What you need to do:
Below are records; reproduce exactly the lines from the one containing "Practice. Locate the long" through the end, both included, and only those.

[Object position labeling entries]

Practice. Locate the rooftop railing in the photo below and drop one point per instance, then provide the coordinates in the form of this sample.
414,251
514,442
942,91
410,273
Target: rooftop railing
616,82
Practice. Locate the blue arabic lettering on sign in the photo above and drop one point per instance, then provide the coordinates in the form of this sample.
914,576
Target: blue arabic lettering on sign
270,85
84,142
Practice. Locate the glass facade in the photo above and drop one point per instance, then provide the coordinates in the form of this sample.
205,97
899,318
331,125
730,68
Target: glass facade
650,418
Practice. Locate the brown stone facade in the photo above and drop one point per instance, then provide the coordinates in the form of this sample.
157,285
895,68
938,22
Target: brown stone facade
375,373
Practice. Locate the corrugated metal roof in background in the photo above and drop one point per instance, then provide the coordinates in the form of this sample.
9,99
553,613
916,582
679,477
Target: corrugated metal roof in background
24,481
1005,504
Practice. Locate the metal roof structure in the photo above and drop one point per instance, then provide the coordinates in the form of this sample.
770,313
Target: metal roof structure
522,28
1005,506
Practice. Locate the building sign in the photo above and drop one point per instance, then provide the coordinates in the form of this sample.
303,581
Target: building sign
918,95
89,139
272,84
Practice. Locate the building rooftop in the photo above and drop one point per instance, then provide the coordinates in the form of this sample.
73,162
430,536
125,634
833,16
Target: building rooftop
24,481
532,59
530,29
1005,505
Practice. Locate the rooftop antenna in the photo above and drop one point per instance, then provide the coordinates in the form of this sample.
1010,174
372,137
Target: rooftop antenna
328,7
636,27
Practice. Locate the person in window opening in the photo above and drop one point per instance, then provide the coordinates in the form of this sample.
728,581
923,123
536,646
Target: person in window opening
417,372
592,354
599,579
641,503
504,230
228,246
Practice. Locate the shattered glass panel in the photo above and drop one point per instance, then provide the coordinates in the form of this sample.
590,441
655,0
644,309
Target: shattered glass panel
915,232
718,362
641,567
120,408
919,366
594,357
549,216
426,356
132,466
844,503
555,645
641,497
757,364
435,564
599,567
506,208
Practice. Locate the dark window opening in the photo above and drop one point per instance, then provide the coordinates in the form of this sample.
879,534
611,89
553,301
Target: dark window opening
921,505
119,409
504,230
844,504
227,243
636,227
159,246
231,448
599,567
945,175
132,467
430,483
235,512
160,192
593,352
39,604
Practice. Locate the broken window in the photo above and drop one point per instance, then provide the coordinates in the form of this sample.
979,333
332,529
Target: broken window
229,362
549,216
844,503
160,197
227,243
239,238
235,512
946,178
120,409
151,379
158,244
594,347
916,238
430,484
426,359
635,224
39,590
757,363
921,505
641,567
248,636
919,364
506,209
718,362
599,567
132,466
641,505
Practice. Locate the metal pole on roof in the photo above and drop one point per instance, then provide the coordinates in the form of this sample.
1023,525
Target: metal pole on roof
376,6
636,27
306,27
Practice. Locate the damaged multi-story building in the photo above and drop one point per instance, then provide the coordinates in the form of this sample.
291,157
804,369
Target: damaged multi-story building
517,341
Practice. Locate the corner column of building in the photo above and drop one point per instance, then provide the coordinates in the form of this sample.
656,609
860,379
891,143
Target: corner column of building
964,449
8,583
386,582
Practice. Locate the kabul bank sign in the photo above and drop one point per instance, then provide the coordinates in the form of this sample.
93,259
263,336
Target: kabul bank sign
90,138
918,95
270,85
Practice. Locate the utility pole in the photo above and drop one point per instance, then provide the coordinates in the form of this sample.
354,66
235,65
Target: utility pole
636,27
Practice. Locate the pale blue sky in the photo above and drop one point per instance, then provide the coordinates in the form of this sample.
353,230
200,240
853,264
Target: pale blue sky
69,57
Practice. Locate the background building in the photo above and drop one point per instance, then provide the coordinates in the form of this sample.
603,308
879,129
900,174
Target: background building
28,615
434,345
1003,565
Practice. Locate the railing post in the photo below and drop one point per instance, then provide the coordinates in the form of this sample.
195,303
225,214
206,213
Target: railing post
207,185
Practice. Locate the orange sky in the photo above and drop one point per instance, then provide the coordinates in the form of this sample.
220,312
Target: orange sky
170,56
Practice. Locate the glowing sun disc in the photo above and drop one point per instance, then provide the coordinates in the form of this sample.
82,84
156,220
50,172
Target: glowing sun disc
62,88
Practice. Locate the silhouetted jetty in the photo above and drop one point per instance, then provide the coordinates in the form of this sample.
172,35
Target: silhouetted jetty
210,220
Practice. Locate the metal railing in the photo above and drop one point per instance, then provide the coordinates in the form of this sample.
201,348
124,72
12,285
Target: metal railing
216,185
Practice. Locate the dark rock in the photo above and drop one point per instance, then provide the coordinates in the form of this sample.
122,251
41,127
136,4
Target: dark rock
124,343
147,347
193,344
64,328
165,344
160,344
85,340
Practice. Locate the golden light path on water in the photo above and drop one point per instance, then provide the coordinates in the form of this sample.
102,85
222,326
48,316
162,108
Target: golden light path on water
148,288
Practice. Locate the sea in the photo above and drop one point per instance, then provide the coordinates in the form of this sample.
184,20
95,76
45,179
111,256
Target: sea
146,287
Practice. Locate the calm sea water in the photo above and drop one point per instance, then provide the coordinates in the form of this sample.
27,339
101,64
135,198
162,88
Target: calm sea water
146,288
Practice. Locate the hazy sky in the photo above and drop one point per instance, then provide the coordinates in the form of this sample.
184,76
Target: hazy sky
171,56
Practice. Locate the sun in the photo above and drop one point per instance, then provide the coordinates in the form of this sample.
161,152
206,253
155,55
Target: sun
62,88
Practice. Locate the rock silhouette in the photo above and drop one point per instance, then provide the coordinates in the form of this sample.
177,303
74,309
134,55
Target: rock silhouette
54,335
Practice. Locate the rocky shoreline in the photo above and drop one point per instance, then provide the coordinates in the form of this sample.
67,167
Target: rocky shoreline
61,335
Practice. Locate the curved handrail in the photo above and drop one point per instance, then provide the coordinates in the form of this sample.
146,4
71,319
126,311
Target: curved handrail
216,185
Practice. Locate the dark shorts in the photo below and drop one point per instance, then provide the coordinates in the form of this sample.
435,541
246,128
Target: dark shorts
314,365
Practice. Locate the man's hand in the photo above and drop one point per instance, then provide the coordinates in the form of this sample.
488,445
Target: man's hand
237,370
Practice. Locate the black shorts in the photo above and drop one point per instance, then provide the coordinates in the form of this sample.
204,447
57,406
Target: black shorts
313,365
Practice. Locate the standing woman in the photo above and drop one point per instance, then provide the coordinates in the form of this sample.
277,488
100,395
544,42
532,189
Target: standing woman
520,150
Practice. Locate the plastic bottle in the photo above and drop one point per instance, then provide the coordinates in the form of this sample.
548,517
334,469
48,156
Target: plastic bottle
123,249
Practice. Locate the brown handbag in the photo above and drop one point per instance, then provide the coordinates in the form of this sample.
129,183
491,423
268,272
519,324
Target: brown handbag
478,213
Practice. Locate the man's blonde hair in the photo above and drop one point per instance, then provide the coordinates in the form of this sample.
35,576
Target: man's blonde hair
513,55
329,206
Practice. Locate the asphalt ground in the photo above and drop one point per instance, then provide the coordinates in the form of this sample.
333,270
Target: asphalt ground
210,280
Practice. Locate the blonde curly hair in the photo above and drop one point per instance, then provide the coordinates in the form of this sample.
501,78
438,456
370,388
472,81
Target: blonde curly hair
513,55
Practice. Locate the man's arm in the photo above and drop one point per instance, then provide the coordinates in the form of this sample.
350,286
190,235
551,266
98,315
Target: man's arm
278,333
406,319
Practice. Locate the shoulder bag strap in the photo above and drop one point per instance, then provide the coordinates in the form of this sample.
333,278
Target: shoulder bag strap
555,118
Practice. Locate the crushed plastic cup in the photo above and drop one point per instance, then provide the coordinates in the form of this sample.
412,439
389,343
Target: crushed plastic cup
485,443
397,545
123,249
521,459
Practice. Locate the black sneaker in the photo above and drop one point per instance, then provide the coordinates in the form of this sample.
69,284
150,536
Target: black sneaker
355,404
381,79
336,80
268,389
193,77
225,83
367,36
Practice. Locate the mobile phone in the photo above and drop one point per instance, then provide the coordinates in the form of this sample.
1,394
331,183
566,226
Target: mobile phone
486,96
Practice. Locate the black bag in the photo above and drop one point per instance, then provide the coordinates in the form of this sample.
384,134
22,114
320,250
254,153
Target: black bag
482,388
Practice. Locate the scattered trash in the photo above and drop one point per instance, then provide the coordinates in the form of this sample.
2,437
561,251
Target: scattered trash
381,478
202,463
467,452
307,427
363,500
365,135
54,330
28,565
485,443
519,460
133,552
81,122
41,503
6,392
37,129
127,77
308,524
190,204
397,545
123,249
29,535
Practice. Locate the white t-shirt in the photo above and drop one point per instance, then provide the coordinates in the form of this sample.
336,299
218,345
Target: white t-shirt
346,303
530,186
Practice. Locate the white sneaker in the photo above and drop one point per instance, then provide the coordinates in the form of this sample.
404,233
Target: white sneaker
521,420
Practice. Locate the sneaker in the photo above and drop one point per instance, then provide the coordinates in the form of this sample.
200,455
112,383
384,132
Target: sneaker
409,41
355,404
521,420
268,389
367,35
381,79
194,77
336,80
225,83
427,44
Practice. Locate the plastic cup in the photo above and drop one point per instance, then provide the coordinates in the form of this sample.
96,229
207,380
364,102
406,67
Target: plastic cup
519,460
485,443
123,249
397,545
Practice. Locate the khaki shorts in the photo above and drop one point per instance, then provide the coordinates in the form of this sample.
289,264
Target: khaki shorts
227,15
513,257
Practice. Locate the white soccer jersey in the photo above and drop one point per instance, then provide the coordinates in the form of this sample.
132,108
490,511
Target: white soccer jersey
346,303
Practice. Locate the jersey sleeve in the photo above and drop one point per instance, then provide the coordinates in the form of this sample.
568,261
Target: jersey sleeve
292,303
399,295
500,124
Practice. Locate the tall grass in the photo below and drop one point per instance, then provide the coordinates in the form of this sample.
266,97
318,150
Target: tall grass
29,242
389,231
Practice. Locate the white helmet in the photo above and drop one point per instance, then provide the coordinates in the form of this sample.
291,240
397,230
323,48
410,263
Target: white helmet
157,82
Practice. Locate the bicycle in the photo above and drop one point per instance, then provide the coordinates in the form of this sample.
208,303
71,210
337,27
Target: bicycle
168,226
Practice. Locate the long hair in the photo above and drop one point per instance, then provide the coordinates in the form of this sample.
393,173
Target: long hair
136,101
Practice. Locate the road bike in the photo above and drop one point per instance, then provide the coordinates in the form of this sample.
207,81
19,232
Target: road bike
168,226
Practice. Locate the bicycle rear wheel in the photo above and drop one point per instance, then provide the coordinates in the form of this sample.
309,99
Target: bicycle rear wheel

Finished task:
Practice. Locate the long hair in the photo above and drop one point per instance, then provide the coordinates in the form of this sample.
393,173
Target: long hair
136,101
Practice. Locate the road bike in the photo above and drop one point per instance, then provide the coordinates in the form of this sample.
207,81
19,232
Target: road bike
168,226
Practice. Locate the bicycle rear wheel in the photo above and drop one point per instance, then provide the coordinates in the form of this sample.
309,99
Target: bicycle rear wheel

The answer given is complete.